:: TEXT ::

=-=-=

I have a code that gets all of the csv files in a folder and appends all of the files on top of one another. So for example, I'd have 5 files and each of the files have the same columns names. After which, the code should get 1 column (F_NAN_KEY) out of the appended data and filter out the unique values in that column. Note: all of the sheets in the files have the same name as their file name.
Code:
RTDJuice2 = #path#
df = []
for file in os.listdir(RTDJuice2):
if file.endswith('.csv'):
print('Loading file {0}...'.format(file))
df.append(pd.read_excel(os.path.join(RTDJuice2,file), sheet_name=file))
for i in range(0, len(df)):
df_master = pd.concat(df[i], axis=0)
if i == 0:
finaldata2 = df_master
else:
finaldata2 = finaldata2.append(df_master)
finaldata2.to_csv('#output file#.csv', index=False)

=-=-=

Stored items
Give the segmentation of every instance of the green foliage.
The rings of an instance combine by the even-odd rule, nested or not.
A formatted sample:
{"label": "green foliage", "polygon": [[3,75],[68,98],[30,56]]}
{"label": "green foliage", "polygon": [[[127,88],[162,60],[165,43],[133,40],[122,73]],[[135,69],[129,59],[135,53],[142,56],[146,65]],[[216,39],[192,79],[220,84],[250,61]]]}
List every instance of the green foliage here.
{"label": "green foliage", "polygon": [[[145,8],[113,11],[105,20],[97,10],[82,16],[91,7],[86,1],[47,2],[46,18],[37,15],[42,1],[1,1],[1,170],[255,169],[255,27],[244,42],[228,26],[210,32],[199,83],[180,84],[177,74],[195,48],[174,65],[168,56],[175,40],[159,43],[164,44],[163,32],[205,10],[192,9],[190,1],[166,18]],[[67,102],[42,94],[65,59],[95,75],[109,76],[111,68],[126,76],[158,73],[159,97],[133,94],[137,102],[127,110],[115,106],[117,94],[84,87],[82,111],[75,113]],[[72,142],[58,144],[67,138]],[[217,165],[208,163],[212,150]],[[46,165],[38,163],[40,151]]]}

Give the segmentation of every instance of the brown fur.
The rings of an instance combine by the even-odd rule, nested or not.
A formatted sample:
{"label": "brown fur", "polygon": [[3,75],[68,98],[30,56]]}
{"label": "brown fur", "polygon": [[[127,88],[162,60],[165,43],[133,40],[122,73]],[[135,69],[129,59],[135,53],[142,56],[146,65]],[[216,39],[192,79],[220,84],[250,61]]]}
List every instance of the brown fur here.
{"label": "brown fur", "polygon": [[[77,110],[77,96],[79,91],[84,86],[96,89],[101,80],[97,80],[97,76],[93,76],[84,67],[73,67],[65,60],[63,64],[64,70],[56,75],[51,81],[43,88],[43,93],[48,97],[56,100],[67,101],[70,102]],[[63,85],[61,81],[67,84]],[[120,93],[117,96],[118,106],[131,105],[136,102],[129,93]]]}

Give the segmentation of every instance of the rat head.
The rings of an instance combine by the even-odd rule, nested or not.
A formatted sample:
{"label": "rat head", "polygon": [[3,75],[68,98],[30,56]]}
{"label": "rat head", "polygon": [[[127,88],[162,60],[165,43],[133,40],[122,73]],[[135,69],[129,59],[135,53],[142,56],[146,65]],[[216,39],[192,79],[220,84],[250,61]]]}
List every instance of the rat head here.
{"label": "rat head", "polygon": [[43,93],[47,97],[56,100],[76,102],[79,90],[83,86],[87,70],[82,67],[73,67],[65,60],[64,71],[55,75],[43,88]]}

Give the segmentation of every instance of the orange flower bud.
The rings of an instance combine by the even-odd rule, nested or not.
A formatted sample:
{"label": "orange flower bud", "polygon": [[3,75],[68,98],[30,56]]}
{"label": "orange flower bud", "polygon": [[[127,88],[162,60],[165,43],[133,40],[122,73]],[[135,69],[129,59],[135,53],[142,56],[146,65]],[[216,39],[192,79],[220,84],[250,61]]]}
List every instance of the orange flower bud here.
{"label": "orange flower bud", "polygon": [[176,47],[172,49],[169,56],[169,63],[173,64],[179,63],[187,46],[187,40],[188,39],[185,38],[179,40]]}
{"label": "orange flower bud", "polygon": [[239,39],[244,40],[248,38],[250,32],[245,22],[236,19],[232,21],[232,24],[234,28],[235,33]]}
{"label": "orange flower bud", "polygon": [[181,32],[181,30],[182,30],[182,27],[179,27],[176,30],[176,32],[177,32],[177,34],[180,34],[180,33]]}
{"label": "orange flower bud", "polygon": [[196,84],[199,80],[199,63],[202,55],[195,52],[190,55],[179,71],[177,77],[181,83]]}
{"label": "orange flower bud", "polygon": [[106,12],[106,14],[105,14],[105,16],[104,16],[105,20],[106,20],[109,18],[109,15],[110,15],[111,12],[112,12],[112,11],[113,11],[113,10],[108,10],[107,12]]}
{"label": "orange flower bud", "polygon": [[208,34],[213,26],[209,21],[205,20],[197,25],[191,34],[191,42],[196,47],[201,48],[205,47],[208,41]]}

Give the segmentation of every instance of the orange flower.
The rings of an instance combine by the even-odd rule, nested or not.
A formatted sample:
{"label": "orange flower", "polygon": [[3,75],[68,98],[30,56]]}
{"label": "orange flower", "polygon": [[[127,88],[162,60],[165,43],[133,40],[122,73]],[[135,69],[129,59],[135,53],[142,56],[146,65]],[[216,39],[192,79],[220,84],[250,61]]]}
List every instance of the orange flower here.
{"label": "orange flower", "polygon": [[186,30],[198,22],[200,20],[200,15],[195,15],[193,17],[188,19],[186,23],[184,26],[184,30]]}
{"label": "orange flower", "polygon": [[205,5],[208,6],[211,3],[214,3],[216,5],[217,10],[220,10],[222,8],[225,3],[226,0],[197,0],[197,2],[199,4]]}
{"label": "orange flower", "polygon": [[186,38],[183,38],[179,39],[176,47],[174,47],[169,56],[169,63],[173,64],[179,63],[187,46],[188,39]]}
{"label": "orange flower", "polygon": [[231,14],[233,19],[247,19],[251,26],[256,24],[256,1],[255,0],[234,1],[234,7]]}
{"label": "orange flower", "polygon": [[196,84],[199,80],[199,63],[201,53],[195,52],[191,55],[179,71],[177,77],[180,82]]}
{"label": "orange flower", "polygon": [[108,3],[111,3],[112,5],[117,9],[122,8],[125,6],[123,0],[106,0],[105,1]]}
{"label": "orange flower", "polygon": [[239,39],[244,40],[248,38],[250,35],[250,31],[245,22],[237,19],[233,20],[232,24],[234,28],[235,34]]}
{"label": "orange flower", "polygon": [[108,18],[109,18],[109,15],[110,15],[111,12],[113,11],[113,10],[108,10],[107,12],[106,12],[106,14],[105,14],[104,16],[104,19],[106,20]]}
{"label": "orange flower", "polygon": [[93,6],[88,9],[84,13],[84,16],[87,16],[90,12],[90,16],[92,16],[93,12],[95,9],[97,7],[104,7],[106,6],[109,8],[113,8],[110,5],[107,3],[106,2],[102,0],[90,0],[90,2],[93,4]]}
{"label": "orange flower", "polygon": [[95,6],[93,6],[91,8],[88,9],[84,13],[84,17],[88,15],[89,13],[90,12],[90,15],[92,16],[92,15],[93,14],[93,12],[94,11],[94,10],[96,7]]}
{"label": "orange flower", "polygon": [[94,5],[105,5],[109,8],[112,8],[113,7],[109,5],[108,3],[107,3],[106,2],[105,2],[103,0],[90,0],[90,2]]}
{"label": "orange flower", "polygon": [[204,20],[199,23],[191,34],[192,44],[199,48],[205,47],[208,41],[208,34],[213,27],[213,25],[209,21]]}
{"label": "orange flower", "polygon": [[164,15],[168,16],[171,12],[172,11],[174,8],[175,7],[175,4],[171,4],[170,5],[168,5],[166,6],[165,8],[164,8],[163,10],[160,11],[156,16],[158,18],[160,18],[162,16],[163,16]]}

=-=-=

:: EXERCISES TO COMPLETE ::
A. Print the stretch of the CSV-merging post from "I have a code" through "finaldata2 = finaldata2.append(df_master)".
B. Please proceed with the CSV-merging post from the point where it stops.
The listing bears no relation to the CSV-merging post.

:: IN RESPONSE ::
A.
I have a code that gets all of the csv files in a folder and appends all of the files on top of one another. So for example, I'd have 5 files and each of the files have the same columns names. After which, the code should get 1 column (F_NAN_KEY) out of the appended data and filter out the unique values in that column. Note: all of the sheets in the files have the same name as their file name.
Code:
RTDJuice2 = #path#
df = []
for file in os.listdir(RTDJuice2):
if file.endswith('.csv'):
print('Loading file {0}...'.format(file))
df.append(pd.read_excel(os.path.join(RTDJuice2,file), sheet_name=file))
for i in range(0, len(df)):
df_master = pd.concat(df[i], axis=0)
if i == 0:
finaldata2 = df_master
else:
finaldata2 = finaldata2.append(df_master)

B.
uniqueNAN = finaldata2['F_NAN_KEY'].drop_duplicates()
uniqueNAN.to_excel('#outputfile2#.xlsx', index =False)
I am getting the error: "ValueError: Excel file format cannot be determined, you must specify an engine manually.". I've tried closing all of the excel files but still getting an error message. Note sure how to go about this. Any help or a different approach would be much appreciated, thank you.
Tried running the code listed above but getting the error message: "ValueError: Excel file format cannot be determined, you must specify an engine manually"